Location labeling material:
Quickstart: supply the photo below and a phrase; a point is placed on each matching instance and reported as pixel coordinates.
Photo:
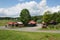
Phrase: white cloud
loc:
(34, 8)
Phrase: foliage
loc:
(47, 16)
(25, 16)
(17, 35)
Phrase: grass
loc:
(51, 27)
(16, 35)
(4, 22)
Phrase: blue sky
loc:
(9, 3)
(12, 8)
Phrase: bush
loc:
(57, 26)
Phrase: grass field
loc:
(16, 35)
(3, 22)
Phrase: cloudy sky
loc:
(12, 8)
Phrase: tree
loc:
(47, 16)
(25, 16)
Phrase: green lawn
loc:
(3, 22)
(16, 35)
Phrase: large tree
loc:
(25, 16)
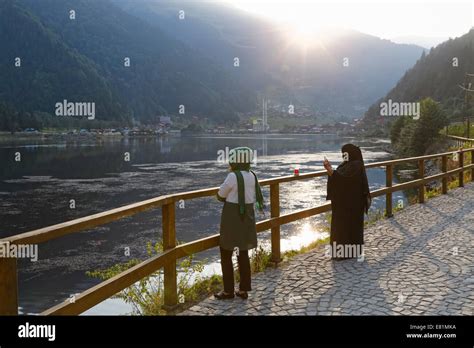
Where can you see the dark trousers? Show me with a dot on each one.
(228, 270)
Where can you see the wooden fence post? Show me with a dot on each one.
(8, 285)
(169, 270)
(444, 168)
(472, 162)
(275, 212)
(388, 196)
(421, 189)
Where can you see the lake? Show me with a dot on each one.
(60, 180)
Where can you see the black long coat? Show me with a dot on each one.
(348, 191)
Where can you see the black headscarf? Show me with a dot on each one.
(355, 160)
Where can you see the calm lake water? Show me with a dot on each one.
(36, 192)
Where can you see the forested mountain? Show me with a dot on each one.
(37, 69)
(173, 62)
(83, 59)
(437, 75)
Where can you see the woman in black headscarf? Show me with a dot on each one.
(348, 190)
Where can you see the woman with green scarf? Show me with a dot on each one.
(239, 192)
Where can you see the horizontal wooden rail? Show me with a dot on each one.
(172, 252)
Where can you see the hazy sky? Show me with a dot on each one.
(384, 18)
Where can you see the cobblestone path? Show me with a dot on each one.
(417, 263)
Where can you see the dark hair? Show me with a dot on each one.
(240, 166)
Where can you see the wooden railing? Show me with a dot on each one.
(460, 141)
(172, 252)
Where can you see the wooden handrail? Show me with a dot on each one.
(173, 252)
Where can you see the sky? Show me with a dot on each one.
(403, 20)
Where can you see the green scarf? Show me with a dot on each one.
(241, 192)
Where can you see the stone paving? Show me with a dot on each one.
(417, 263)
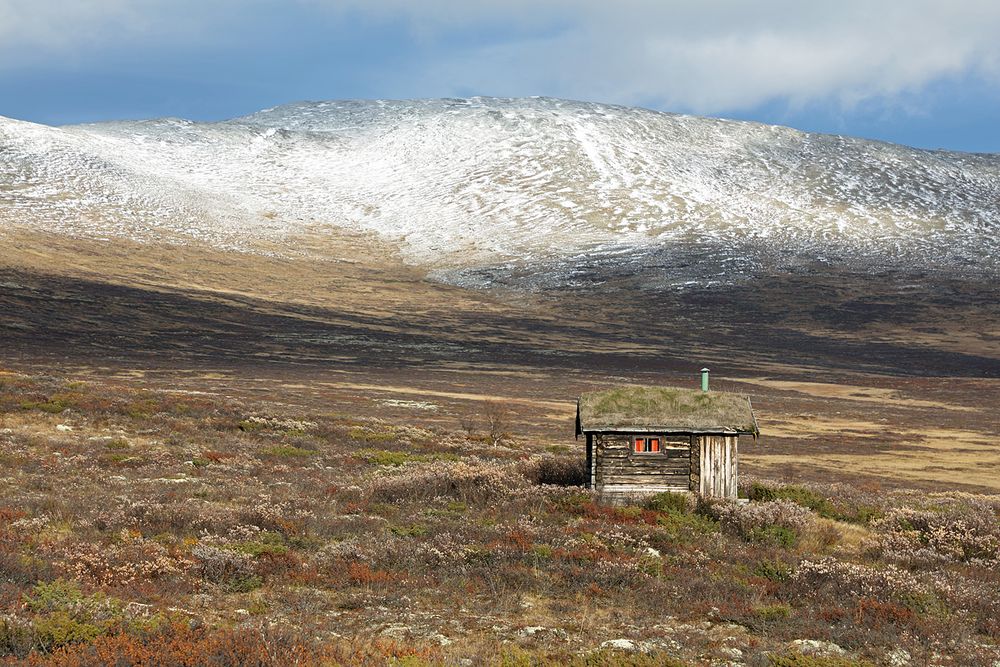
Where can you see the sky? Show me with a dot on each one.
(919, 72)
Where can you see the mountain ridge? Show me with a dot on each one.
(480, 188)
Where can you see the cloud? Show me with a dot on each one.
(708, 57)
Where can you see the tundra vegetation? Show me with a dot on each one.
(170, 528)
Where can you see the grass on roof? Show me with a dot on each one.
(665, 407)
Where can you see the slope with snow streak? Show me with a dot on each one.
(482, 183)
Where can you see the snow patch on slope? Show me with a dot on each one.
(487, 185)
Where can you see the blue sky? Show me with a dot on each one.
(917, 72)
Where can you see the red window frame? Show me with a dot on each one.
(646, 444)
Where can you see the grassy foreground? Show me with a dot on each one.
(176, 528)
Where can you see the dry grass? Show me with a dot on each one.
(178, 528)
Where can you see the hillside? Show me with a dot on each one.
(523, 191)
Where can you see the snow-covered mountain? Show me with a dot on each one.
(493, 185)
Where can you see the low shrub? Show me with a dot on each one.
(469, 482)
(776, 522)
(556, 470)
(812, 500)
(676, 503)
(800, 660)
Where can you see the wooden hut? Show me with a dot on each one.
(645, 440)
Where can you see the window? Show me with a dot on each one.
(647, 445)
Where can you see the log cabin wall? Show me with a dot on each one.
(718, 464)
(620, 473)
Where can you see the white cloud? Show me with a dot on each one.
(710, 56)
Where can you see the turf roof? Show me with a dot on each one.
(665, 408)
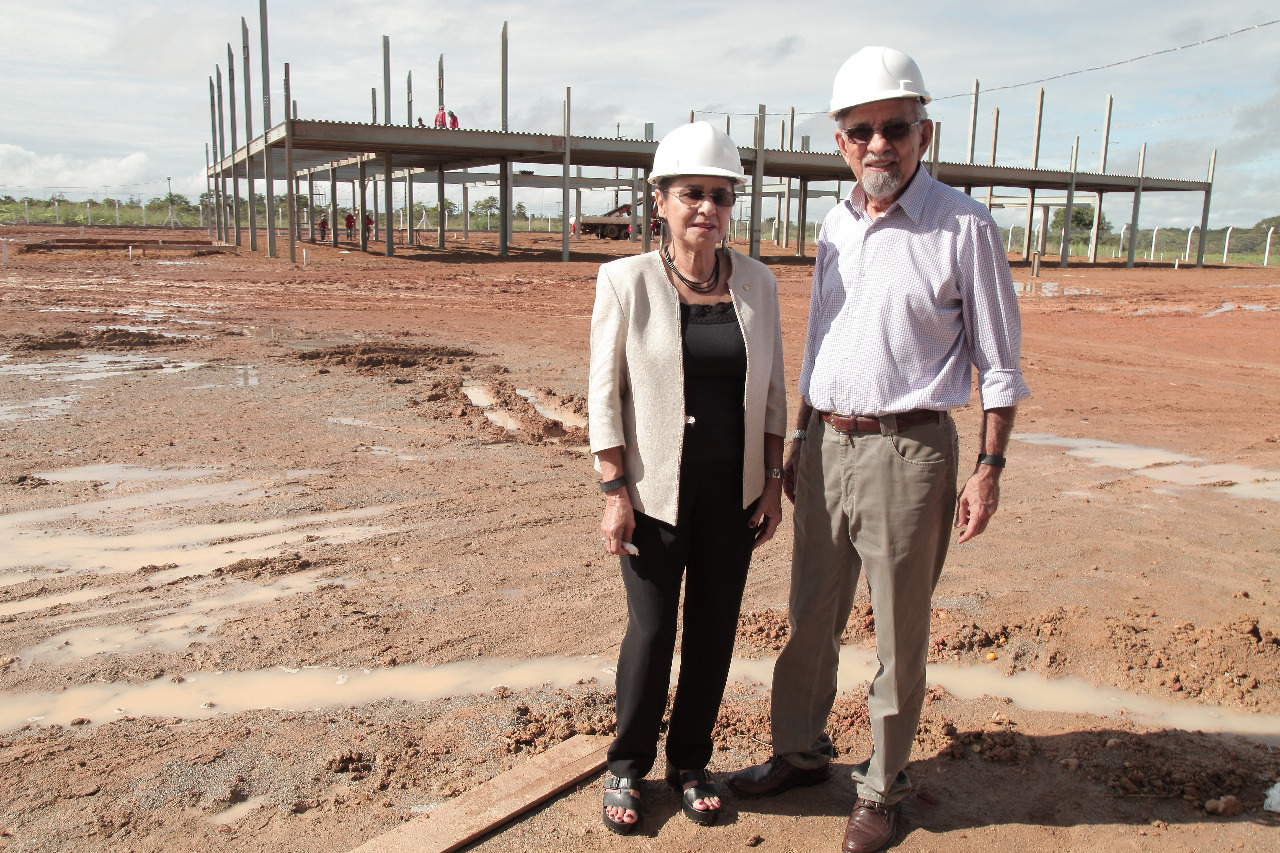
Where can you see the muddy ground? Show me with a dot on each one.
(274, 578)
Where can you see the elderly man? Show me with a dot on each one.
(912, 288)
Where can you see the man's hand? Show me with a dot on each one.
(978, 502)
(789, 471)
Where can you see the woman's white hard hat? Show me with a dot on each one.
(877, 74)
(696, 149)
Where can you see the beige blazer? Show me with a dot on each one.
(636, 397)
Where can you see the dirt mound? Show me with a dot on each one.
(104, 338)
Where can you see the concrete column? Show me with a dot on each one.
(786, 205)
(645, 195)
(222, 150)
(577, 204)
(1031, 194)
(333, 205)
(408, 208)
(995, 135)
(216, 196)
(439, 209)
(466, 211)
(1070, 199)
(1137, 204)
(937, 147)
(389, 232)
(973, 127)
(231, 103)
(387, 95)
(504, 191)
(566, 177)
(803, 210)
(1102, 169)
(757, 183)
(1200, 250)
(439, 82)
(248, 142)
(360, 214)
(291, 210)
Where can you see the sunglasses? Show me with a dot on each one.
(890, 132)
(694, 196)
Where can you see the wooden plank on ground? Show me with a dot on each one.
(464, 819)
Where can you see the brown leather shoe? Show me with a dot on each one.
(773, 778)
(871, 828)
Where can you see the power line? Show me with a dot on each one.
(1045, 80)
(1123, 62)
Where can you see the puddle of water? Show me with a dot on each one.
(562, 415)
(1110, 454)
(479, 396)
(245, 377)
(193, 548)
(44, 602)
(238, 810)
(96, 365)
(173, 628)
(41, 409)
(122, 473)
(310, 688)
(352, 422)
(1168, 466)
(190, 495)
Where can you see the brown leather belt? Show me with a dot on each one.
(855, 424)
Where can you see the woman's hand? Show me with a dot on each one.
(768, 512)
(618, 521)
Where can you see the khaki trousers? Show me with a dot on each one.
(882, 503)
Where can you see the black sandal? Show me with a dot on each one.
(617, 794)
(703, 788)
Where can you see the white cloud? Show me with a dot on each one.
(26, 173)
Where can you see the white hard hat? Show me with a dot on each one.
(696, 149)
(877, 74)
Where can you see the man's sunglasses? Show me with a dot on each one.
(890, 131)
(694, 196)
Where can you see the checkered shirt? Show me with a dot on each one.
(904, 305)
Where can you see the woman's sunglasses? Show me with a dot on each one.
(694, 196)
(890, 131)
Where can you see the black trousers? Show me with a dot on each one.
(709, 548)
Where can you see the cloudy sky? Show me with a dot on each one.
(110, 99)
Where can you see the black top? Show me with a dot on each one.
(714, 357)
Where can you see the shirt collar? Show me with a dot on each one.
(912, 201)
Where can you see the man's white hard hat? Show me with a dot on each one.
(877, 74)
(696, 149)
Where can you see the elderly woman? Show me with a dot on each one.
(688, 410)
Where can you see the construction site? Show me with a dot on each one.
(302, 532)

» **Directions**
Convert the stretch of the material from the line containing "Where can you see the elderly woman?" through the end of the material into a two-column CSV with the columns request and answer. Give one row per request, put its text and its answer each in a single quoted field, and turn any line breaks into spaces.

» **Answer to this problem**
request,answer
"Where can you see the elderly woman? Show me with a dot on each one.","(688, 410)"
"Where can you see the construction site? Show me with a dot on each one.","(302, 532)"